*** Opening of Text section ***

Some measures, like helmets, mouth guards, and vests, have been put in place to prevent serious injury. But injuries are still common, in part due to the fact that inmates receive no training before they participate.

While the event is voluntary and many inmates speak its praises, the chance to win cash prizes of up to $500 (in the case of the Guts & Glory event) is a strong economic incentive for inmates to put themselves in harm's way, especially since inmates' wages usually earn them between $0.02 and $0.75 an hour. Critics say the prize money compromises the voluntary nature of the event.

=== Finances ===
In 2017, the Angola rodeo's bank records for the last 10 years were audited following an earlier audit that showed mishandling.

An earlier audit found that $6.2 million in revenue from the rodeo in 2014 and 2015 was being kept in a private checking account instead of the Louisiana Department of Treasury. After this discovery, investigators realized that the rodeo's revenue had never been monitored by the state government since it began. The audit also discovered that funds had been improperly used to order a prison bus, and that $28,000 in concession sales between 2010 and 2015 had gone missing.

*** Close of Text section ***
*** Opening of Available data ***

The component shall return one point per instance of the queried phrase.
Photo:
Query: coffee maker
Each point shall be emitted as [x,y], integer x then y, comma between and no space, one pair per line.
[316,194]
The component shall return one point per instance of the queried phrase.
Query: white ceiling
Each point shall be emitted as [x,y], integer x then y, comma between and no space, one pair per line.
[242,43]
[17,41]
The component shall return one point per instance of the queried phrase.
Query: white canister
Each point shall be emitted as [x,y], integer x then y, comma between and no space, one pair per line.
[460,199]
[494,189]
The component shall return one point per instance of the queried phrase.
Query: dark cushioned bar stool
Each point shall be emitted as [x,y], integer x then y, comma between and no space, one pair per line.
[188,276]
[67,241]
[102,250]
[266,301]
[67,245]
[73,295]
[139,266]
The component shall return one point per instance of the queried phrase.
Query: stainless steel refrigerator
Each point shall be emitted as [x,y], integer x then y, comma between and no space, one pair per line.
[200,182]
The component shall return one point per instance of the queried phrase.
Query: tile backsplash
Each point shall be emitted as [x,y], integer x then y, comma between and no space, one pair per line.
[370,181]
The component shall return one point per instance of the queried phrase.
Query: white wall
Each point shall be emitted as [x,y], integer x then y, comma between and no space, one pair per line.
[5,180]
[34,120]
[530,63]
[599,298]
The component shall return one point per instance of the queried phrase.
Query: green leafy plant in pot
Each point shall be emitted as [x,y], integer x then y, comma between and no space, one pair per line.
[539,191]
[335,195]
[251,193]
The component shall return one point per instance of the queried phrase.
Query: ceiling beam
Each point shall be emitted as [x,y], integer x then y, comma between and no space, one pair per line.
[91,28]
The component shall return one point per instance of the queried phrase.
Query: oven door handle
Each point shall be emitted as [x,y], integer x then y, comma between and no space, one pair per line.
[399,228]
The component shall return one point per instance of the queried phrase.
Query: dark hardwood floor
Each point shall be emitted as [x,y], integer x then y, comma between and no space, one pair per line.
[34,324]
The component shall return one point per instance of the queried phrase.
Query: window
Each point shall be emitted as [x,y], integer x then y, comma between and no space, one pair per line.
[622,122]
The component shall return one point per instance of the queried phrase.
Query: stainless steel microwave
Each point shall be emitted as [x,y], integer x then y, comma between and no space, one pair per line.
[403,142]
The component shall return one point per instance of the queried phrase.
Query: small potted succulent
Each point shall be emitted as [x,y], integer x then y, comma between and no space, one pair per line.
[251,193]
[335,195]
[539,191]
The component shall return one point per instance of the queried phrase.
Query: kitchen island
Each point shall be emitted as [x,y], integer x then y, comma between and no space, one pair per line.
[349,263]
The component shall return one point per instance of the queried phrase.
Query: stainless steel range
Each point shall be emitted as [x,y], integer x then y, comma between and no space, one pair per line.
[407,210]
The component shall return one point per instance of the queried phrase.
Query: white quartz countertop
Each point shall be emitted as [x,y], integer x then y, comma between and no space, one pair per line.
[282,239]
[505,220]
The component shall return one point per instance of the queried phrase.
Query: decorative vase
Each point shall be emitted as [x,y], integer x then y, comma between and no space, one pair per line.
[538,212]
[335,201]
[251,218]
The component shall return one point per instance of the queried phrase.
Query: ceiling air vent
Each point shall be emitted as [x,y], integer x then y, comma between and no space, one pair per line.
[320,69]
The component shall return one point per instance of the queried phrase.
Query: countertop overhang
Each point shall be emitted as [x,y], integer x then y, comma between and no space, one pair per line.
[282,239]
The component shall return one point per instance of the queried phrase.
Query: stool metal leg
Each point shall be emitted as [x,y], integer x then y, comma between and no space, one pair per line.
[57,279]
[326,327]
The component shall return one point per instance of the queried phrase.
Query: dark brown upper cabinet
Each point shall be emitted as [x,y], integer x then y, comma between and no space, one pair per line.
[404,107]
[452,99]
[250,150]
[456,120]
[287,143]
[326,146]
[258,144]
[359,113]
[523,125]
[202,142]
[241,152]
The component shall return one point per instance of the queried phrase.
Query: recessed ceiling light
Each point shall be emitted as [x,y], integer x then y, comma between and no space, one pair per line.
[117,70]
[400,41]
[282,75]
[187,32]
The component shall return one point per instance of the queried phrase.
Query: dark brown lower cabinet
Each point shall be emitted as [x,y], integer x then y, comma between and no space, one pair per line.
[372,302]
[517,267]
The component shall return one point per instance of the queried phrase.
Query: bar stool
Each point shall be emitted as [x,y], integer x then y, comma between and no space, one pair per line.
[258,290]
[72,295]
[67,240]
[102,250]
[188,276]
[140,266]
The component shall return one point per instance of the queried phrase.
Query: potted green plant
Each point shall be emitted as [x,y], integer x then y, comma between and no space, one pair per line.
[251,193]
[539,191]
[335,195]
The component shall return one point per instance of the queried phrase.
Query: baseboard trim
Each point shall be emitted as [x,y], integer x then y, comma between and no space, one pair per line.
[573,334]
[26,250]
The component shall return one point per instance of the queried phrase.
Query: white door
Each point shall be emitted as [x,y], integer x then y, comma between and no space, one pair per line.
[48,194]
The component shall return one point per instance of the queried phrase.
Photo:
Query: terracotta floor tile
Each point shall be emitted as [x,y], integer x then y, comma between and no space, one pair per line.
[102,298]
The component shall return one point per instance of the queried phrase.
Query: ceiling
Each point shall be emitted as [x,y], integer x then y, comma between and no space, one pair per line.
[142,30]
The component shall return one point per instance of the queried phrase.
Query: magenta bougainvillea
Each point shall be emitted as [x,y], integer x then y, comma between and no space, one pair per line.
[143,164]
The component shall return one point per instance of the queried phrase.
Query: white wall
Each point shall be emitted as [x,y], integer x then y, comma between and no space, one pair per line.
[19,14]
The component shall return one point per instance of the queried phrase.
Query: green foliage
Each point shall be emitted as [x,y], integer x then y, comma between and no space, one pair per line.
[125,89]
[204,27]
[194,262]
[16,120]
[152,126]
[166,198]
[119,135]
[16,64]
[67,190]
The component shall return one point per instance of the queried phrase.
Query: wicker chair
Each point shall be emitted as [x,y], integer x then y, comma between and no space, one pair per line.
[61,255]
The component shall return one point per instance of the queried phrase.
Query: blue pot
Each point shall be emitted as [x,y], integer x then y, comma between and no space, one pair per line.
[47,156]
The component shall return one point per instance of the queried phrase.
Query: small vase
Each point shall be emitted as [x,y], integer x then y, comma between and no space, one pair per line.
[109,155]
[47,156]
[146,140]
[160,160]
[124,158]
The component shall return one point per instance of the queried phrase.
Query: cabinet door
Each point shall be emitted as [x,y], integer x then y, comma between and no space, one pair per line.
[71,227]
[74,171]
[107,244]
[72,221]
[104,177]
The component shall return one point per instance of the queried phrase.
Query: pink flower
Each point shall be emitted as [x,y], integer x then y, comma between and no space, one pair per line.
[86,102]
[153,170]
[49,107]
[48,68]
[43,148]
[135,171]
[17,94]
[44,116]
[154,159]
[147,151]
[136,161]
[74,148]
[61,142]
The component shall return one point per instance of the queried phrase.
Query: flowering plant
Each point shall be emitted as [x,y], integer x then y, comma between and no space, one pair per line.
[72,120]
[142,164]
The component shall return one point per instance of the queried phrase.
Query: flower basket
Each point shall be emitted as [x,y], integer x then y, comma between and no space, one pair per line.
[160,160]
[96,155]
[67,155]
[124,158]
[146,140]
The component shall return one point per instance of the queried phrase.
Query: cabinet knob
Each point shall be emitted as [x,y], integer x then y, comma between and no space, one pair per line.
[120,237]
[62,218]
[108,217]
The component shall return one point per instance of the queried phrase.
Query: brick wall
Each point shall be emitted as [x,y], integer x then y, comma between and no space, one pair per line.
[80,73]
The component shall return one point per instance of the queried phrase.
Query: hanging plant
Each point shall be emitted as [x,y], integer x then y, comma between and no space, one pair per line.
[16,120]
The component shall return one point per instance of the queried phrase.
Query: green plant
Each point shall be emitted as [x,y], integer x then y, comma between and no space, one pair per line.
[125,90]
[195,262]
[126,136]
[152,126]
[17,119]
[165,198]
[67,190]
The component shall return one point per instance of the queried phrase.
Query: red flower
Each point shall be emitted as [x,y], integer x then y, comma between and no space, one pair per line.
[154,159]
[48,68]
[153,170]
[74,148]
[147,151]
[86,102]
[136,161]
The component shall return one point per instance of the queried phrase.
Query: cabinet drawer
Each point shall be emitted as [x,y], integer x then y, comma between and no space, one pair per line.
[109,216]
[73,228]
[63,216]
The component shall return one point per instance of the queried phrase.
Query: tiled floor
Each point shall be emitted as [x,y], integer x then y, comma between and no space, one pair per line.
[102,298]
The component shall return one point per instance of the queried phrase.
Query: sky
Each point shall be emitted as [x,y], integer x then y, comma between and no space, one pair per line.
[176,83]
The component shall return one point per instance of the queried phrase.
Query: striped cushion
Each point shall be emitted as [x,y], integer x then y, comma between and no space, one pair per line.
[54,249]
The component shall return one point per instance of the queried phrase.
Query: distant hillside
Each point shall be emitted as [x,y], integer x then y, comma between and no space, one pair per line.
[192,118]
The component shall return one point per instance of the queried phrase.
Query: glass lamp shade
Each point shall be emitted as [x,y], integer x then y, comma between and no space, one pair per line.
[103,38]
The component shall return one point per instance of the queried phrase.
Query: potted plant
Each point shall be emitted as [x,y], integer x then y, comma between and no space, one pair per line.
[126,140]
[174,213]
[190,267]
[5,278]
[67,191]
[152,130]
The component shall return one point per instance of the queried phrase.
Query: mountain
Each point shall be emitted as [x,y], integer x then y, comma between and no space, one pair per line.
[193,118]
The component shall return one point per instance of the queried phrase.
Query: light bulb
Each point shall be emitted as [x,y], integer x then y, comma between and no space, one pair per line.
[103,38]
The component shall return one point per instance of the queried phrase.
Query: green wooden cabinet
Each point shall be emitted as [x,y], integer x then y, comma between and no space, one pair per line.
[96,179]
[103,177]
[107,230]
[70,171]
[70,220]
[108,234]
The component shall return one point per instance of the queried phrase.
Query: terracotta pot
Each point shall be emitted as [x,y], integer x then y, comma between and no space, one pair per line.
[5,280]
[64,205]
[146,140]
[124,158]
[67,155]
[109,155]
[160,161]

*** Close of Available data ***
*** Opening of Available data ***

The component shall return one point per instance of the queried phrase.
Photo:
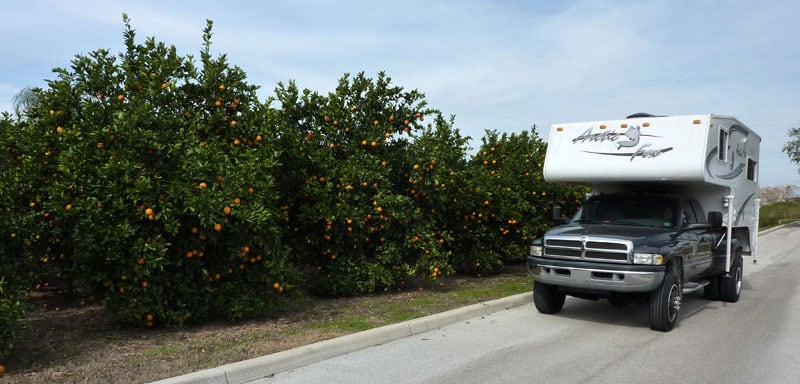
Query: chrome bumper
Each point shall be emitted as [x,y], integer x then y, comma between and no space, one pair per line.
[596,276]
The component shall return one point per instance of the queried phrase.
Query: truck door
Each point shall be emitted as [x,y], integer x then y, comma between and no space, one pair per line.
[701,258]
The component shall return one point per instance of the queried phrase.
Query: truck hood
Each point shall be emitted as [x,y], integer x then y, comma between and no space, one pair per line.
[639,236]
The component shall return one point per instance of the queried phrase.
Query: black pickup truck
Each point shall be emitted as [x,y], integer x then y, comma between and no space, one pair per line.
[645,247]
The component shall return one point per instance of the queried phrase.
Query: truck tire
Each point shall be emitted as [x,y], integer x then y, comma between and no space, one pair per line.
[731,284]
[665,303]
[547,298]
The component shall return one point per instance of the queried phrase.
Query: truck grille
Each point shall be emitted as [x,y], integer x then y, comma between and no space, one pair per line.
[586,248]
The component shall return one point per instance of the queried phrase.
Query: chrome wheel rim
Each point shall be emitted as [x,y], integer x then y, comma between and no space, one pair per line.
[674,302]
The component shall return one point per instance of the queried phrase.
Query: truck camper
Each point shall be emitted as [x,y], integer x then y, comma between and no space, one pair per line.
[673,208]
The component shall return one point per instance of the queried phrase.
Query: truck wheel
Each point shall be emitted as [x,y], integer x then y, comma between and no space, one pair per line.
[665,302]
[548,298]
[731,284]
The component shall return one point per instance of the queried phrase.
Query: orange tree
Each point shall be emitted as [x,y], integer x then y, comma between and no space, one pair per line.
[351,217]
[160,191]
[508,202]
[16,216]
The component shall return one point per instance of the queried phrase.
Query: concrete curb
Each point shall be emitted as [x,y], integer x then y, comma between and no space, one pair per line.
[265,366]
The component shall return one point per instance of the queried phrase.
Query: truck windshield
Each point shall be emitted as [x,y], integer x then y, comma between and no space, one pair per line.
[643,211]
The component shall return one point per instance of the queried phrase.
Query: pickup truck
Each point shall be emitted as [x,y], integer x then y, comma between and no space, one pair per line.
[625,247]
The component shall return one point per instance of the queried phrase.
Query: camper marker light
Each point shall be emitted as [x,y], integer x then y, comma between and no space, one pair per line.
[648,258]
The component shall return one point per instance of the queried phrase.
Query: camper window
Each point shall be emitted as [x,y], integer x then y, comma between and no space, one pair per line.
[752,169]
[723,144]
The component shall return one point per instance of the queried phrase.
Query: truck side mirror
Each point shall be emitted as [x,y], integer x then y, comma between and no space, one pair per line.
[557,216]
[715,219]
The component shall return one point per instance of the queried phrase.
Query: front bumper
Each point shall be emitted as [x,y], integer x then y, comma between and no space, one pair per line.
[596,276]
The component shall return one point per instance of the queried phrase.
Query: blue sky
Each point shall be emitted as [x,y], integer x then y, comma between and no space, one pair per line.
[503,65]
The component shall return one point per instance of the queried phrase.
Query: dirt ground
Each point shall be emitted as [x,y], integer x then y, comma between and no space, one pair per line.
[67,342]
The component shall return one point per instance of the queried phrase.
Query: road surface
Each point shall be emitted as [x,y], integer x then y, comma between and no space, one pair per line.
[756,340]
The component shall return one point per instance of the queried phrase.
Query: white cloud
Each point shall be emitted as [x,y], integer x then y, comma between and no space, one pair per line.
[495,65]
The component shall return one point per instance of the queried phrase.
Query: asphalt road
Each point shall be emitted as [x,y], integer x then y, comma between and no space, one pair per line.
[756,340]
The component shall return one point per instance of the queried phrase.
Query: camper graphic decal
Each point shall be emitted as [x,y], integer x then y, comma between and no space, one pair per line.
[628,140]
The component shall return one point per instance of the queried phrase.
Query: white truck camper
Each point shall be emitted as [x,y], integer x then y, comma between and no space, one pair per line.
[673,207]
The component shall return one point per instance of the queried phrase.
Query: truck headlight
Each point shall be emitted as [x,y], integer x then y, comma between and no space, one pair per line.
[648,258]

*** Close of Available data ***
*** Opening of Available data ***

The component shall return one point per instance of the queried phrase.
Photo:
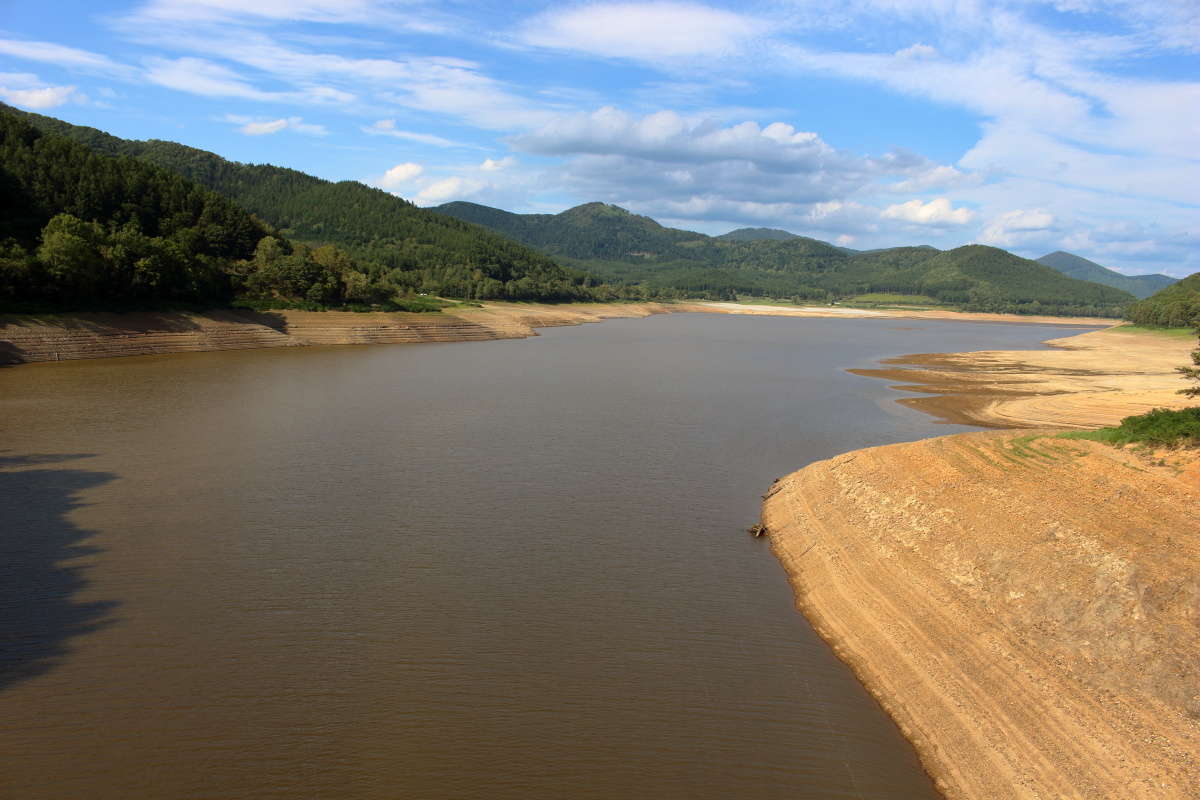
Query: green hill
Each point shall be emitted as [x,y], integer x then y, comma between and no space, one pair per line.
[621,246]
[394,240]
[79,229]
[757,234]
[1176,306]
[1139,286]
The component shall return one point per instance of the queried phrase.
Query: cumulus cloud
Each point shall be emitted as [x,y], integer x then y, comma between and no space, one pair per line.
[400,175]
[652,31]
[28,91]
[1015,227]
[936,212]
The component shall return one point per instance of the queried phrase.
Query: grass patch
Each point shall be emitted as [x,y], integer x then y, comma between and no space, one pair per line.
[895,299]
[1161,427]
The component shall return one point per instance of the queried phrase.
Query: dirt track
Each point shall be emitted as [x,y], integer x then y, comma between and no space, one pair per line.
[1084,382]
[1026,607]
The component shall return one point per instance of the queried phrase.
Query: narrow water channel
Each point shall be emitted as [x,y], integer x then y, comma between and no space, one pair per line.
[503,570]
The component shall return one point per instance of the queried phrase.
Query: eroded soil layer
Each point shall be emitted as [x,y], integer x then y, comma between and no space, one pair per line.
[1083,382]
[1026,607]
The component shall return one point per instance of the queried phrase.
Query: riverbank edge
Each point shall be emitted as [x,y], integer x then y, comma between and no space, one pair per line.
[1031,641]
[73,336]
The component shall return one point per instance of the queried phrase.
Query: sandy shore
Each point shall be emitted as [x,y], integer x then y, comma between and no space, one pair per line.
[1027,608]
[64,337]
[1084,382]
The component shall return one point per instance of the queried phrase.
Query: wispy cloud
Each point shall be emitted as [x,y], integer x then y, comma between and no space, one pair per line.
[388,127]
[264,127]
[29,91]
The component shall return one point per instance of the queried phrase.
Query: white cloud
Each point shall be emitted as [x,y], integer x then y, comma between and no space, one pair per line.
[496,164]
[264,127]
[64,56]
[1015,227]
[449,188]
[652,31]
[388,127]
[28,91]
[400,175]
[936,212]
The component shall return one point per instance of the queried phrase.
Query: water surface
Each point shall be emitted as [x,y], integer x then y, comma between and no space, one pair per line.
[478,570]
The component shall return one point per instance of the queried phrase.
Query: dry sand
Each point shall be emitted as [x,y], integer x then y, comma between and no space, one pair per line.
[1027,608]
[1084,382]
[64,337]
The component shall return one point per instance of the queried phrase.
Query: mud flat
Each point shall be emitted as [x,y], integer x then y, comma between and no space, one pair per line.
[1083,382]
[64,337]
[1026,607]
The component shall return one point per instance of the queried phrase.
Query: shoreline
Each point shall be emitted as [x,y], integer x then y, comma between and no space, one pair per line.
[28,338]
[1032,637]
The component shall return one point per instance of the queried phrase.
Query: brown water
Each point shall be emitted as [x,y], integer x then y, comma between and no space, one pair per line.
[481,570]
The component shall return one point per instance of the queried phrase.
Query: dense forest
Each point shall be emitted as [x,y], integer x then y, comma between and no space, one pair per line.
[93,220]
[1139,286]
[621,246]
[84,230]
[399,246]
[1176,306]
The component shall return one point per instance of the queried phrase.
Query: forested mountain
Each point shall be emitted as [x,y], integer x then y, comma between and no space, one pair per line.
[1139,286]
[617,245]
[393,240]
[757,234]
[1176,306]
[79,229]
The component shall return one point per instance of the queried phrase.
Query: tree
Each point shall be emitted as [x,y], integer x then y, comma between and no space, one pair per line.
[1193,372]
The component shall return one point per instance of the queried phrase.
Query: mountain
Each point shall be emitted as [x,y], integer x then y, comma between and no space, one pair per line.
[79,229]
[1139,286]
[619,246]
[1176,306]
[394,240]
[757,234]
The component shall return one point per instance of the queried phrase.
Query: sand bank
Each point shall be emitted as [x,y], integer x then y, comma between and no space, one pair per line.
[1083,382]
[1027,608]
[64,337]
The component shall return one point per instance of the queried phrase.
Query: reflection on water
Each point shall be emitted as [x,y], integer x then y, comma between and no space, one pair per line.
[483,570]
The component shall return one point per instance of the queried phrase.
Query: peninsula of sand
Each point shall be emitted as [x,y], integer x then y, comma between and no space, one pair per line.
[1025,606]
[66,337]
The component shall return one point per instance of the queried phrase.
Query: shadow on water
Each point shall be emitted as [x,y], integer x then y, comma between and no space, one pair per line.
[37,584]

*** Close of Available data ***

§ Directions for this task:
Write what comes next in the text about the Angola prison rodeo, starting after its last sentence. You won't need the entries for this.

§ Result for this task:
==Events==
1. Grand Entry - Angola Rough Riders enter the arena at full gallop and colors are presented.
2. Bust Out - All six chutes open simultaneously, releasing six angry bulls, with temporarily attached inmate cowboys. The last man to remain on the bull wins the event.
3. Bareback Riding - Riders are expected to keep one hand in the air, and must stay on the horse for eight seconds to qualify.
4. Wild Horse Race - Six untrained horses are simultaneously released into the arena with short ropes dragging behind them. Three-man teams attempt to grab the ropes and hold the horse long enough for a team member to mount. The first team to cross the finish line while still on top of the horse is the winner.
5. Barrel Racing - This is the only event in which inmates do not participate. Sanctioned by the Professional Rodeo Cowboys Association, contestants race their horse in a pattern among three barrels. The fastest time wins.
6. Bull-Dogging - The animal is placed in a chute, with two cowboys positioned just outside the chute. Their job is to wrestle the animal to the ground as quickly as possible.
7. Buddy Pick-Up - This event requires one man on a horse (riding bareback) to navigate the length of the arena, pick up another inmate who is standing on a barrel, and race back to the finish line.
8. Wild Cow Milking - Teams of inmate cowboys chase the animals around the arena trying to extract a little milk. The first team to bring milk to the judge wins the prize.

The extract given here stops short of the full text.